Look through the entries below and extract exactly the lines from the one containing "Query: white cloud" through the one containing "the white sea", ends included.

» Provided data

⟨

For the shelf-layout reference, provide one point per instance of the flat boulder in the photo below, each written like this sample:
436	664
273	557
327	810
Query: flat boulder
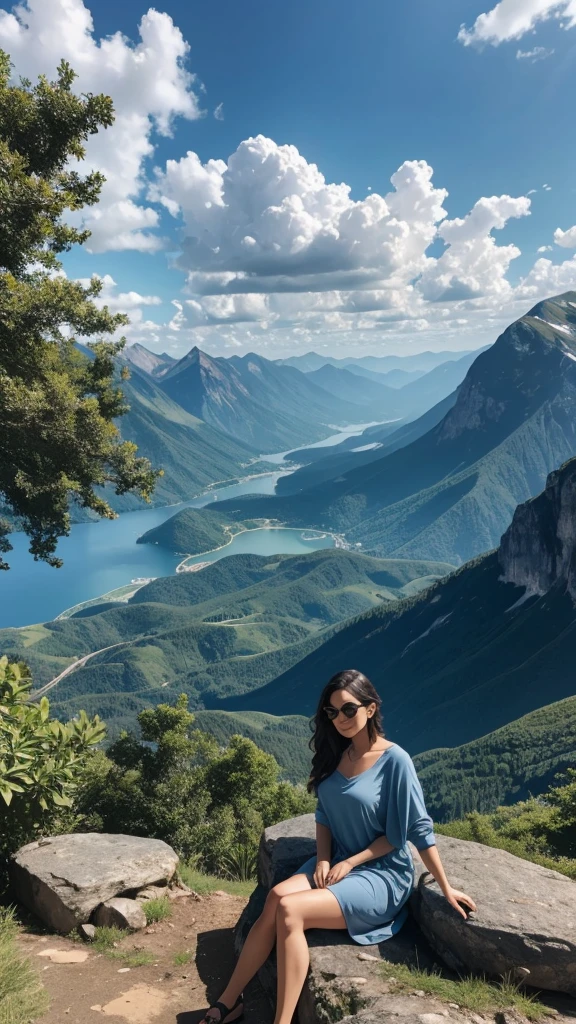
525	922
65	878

⟩
⟨

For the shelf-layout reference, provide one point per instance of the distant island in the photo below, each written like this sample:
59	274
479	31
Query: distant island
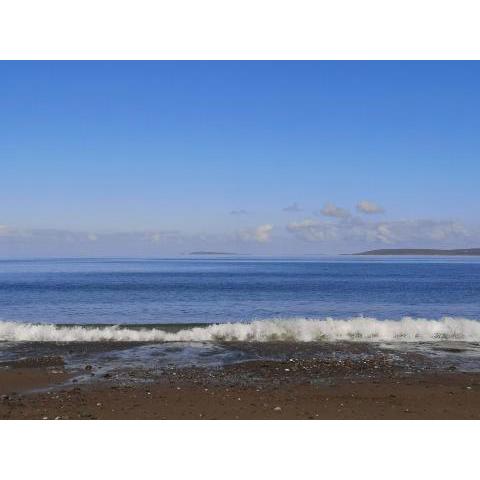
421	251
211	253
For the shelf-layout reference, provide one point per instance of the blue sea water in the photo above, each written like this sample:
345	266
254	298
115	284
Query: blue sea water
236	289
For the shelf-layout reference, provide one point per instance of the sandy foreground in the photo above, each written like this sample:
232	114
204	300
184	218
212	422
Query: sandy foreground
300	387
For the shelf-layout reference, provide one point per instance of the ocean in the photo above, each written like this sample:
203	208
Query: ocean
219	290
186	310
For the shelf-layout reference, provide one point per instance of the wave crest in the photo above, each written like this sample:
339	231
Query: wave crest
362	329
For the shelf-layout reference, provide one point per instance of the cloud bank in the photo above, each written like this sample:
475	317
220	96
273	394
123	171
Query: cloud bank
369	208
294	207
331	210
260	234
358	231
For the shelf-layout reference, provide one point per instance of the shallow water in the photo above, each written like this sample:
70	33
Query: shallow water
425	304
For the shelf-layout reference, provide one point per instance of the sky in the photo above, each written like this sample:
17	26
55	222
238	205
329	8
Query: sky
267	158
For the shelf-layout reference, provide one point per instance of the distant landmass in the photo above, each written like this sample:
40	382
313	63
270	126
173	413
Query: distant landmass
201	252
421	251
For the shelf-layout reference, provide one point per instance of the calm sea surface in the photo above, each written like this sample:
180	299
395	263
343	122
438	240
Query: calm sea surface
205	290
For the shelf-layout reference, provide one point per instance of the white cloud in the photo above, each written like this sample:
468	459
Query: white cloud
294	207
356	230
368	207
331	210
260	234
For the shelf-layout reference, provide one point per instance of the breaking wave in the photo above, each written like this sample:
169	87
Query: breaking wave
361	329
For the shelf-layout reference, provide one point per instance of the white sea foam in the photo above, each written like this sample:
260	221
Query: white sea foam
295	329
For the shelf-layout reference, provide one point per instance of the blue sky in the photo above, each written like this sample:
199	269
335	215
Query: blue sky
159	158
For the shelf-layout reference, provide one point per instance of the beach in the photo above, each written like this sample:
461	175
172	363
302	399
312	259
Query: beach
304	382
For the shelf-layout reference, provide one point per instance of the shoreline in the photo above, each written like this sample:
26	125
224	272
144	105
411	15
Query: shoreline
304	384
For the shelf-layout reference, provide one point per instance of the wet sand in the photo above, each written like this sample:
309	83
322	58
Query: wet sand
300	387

⟩

» Output for this task
Query: white cloud
294	207
356	230
368	207
331	210
260	234
For the shelf-layout reference, provide one point per instance of the breaking wave in the photo above, each written like this sample:
169	87
Query: breaking wave
361	329
For the shelf-layout reference, provide one point per instance of the white sea foam in the photo above, each written like this sample:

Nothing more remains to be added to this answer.